[Rows from a data collection]
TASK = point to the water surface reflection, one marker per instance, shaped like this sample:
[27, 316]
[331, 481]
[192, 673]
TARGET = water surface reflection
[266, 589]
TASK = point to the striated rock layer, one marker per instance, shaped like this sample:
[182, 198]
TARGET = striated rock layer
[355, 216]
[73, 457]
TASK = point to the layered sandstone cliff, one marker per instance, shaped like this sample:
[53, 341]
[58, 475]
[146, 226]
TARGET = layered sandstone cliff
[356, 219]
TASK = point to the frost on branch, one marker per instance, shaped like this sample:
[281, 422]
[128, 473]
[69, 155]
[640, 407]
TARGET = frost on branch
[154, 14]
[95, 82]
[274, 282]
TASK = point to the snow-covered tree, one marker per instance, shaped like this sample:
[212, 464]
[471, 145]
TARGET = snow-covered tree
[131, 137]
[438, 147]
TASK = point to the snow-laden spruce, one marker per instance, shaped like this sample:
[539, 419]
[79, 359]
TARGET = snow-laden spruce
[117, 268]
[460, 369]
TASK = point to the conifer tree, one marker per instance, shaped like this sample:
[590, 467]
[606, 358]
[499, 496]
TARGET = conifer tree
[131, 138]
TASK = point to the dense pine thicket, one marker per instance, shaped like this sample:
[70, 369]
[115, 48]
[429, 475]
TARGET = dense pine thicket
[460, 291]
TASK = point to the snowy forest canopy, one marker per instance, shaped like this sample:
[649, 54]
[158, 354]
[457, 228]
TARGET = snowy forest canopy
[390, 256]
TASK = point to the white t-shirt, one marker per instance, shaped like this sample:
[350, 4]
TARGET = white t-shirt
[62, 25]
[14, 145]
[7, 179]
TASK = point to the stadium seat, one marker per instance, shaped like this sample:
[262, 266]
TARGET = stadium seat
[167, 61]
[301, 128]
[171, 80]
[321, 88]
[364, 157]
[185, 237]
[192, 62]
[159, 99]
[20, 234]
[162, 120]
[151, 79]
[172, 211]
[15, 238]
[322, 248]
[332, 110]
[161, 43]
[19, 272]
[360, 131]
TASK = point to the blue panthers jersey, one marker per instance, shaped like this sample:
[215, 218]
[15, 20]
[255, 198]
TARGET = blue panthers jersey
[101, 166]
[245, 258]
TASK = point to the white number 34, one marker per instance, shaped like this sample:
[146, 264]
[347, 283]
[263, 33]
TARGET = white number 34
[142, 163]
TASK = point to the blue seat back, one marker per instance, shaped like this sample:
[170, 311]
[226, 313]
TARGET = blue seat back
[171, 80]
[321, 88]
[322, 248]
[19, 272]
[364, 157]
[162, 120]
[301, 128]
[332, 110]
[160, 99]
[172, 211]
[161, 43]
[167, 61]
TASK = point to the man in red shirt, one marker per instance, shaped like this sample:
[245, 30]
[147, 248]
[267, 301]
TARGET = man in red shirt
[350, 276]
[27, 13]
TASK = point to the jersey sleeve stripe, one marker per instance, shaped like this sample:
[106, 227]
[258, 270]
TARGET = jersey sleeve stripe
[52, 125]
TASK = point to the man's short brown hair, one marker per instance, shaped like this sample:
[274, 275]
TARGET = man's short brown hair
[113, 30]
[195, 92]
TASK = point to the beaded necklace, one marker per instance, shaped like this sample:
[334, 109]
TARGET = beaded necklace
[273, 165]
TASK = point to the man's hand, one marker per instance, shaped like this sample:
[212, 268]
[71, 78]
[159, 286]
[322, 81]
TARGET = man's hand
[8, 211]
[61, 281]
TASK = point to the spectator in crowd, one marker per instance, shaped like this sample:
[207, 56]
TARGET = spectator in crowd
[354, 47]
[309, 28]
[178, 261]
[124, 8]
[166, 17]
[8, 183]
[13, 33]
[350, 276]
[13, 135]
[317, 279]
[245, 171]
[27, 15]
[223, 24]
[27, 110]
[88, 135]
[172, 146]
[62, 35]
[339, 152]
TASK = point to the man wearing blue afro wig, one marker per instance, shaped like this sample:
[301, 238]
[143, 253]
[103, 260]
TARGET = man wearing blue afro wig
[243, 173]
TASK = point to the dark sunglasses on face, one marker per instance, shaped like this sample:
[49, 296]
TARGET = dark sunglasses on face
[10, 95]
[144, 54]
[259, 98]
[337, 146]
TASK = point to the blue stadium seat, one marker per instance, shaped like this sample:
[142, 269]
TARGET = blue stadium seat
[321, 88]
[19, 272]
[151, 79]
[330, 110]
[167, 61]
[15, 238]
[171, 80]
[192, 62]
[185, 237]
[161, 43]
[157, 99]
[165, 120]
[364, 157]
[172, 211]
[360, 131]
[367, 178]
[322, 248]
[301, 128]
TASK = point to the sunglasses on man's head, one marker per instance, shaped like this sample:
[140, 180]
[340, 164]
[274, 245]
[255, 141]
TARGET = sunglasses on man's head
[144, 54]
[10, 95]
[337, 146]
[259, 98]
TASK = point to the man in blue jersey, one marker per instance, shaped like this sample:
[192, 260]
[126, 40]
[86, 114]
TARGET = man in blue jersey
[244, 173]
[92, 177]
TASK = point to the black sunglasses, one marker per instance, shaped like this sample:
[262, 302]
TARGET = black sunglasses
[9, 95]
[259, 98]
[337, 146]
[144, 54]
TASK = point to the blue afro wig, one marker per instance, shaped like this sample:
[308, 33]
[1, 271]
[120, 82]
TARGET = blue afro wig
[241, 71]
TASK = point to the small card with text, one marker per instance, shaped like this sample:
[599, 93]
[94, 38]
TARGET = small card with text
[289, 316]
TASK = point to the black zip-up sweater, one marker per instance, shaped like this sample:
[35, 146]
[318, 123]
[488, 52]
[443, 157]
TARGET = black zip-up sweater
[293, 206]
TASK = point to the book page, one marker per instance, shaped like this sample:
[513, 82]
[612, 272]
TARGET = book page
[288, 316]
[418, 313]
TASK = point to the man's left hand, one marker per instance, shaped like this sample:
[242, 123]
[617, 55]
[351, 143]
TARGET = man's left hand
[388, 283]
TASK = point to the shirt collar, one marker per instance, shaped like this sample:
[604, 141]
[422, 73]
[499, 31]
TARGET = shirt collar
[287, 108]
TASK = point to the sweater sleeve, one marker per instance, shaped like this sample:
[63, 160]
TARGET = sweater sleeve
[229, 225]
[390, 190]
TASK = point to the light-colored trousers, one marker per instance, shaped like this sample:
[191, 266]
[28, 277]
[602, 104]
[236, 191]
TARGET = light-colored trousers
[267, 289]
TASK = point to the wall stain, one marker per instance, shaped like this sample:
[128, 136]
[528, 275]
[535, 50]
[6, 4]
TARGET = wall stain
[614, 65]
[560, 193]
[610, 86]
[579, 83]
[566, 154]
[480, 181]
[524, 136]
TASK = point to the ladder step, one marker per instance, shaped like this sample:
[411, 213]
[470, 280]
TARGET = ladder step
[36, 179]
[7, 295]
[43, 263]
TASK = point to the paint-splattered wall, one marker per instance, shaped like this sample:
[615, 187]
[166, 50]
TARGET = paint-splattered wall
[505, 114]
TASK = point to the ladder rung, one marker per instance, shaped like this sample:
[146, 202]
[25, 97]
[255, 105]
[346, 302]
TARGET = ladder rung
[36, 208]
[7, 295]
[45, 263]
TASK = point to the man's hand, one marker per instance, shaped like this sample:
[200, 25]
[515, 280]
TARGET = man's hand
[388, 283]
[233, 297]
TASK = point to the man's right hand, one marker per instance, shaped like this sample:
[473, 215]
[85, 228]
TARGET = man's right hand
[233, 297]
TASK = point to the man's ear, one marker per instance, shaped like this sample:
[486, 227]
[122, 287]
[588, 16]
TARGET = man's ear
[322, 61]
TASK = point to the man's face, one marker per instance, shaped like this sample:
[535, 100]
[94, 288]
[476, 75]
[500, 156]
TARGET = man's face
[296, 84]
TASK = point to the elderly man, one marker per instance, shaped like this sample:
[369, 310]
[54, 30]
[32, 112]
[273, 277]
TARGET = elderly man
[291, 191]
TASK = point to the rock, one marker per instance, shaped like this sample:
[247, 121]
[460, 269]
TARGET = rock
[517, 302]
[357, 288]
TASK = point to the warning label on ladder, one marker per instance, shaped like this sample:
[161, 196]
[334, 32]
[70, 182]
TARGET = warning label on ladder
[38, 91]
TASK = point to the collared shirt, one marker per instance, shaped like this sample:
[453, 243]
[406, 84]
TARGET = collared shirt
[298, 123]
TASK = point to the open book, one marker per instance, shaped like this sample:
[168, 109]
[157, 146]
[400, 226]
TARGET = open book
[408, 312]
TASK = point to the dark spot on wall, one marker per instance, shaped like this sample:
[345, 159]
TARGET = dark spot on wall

# [Written task]
Quote verbatim the rows running from the one that contains "TASK = point to the dark spot" through the final row above, including both ends.

# [Written response]
TASK = point to the dark spot on wall, one marker per instance, shaped like this sample:
[345, 159]
TARGET = dark spot on wall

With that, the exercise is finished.